- Dataset
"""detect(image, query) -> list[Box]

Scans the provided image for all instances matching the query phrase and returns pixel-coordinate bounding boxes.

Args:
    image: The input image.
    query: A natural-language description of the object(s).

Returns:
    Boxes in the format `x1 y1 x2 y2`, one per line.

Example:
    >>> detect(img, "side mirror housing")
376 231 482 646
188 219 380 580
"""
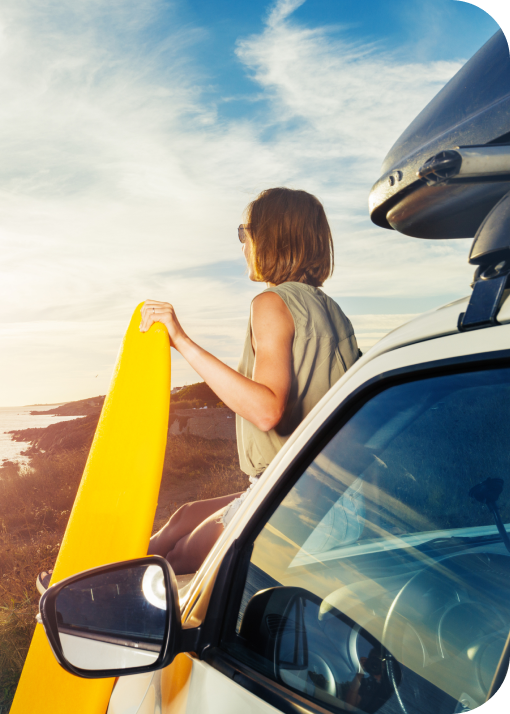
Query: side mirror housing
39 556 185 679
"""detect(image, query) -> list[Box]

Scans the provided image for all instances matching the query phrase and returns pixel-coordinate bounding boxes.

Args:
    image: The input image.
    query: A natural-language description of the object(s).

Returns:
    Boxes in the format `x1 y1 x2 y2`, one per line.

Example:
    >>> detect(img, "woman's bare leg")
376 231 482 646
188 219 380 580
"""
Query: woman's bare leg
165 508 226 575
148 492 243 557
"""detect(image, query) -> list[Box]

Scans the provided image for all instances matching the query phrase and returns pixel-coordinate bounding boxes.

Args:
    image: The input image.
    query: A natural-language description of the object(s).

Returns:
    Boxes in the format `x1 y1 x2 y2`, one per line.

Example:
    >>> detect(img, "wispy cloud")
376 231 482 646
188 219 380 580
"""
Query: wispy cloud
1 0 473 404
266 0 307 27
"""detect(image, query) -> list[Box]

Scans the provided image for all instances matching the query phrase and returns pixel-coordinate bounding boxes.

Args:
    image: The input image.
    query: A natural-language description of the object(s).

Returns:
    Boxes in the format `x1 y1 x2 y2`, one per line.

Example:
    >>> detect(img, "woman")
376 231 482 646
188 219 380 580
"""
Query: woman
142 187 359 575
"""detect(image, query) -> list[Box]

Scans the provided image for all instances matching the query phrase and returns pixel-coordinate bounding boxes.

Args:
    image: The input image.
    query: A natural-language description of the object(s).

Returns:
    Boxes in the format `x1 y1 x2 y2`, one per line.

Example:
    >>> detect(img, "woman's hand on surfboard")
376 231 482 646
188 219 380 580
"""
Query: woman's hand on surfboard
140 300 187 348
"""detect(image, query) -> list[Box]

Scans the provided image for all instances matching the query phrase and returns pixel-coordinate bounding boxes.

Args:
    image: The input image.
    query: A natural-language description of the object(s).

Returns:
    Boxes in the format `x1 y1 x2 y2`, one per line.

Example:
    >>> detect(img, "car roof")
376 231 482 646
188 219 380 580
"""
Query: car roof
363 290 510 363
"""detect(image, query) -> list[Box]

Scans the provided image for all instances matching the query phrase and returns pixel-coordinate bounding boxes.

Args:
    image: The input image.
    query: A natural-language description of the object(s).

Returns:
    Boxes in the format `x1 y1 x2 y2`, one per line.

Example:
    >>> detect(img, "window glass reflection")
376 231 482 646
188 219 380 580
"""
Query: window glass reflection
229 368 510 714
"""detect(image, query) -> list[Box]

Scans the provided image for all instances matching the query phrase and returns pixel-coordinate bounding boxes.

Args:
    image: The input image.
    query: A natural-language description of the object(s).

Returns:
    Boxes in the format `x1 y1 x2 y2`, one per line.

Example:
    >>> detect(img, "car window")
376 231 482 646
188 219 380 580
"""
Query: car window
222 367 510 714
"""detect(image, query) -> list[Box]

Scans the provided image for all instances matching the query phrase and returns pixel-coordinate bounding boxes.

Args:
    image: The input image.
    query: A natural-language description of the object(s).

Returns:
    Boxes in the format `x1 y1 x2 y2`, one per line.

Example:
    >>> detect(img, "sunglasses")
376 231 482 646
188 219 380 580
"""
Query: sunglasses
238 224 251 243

- Goal of the exercise
Only an exact copy of the entries, with no pictures, is expected as the answer.

- Response
"""detect(image, query) -> list[Box]

Scans the provided image for all instances matching the query phrase and returns pixel-coordinate bounding boxes.

Args:
    image: The input image.
    query: A natural-language description of the object(s).

Returns:
    Boxes in the format `x1 y1 x2 y2`, one per line.

Example:
    >>> detect(img, "side mirror housing")
376 231 482 646
188 219 380 580
"""
Query: side mirror housing
39 556 185 679
"""detect(image, query) -> list[Box]

Scans the provided image for all instances matching the query phrase and returns pixel-coordinate bounding boxes.

Args:
    image: The input image.
    query: A natural-language description of the object(s).

Returns:
    Boxes in the format `x1 y1 x2 y2`, one per line.

Example:
    >>> detect(img, "woman's bare leg")
376 231 482 646
188 219 380 580
"""
Query: woman's bare leg
165 508 226 575
148 492 243 557
"""detect(image, query) -> list[Box]

Scans the provided image for all instances matching the query phrase and returns pixel-coordinate bounding boxes.

Args:
    image: The input image.
    query: A natural-language description of the object(s).

Returns:
    Boxes in the format `x1 y1 x2 y2`, one per line.

Example:
    >>> detect(img, "wispy cloud")
376 231 482 646
188 219 380 580
"""
Query: wispy cloud
1 0 473 404
266 0 307 27
"""detect(image, query) -> list[Box]

Scans the provided image for all instances matching the query phrase and returns pixel-coordinate bounding boxes.

Args:
    image: The input image.
    query: A natural-language description of the object(s).

Returns:
    Boxes in the format `x1 y1 x2 y2`, one per line.

Example:
    >>> detect(img, "woman")
376 231 482 646
188 219 380 580
"""
Query: woman
142 187 359 575
"""detect(image, query) -> list[Box]

Scans the provided image for all instances matching the query phrase and returns pixel-coordinate bounding boxes.

Args:
    image: The input image.
    query: A natural-language description of the object(s).

Returns:
    Boxes in the format `x1 y1 x2 y2`, one per line.

Example:
    >>> detect(img, "woman's hand on surfboard")
376 231 482 646
188 219 380 580
"""
Query: woman's hand on surfboard
140 300 187 348
"""detect(image, query) -> list[Box]

Scans the provided image for all instances matching the query phrase and returns pixel-coordinate bounding boxes.

Args:
    image: The input image.
    query: A natural-language description of the object(s).

Returns:
    Boxes in the format `x1 y1 x2 y2`, one per line.

Example:
    >>> detect(img, "car roof")
376 231 482 646
188 219 380 580
"""
Query: car roof
363 290 510 363
"""detect(image, query) -> list[Box]

Scans the provided image for all instances matching the query phrase and returns pixel-coordinate bounding boxes.

Args:
    image: The input image.
    query: A natural-language description of the object(s).

Returns:
    Boxes in the format `x1 y1 x2 y2`, one per line.

Example:
    >>> detect(img, "window glass reflection")
376 231 482 646
188 219 380 580
"""
Query: window glass reflection
229 368 510 714
"""detect(image, query) -> list[Box]

Scans the provided image for all instances matching the query phrase and returns pixel-coordinate bounding boxes.

Args:
    image: The input image.
    query: A natural-language description of the object(s).

Returns:
    Boxes in the format `x1 y1 x2 y2`, one per line.

Example:
    >>> detect(img, "car window")
376 231 482 646
188 219 380 580
"""
Query: car window
222 367 510 714
"""detect(image, query) -> list[Box]

Scans the provided image for all instances matching the query phrase and returns pixel-coordinate bounding boxes.

Args:
    image: The input image.
    query: A natural-language description of the object(s).

Returns:
    Boxes in the format `x1 y1 x2 y2`, one per line.

Example:
    >>> detect(img, "sunglasses")
376 231 482 646
188 219 380 580
"""
Query: sunglasses
238 224 251 243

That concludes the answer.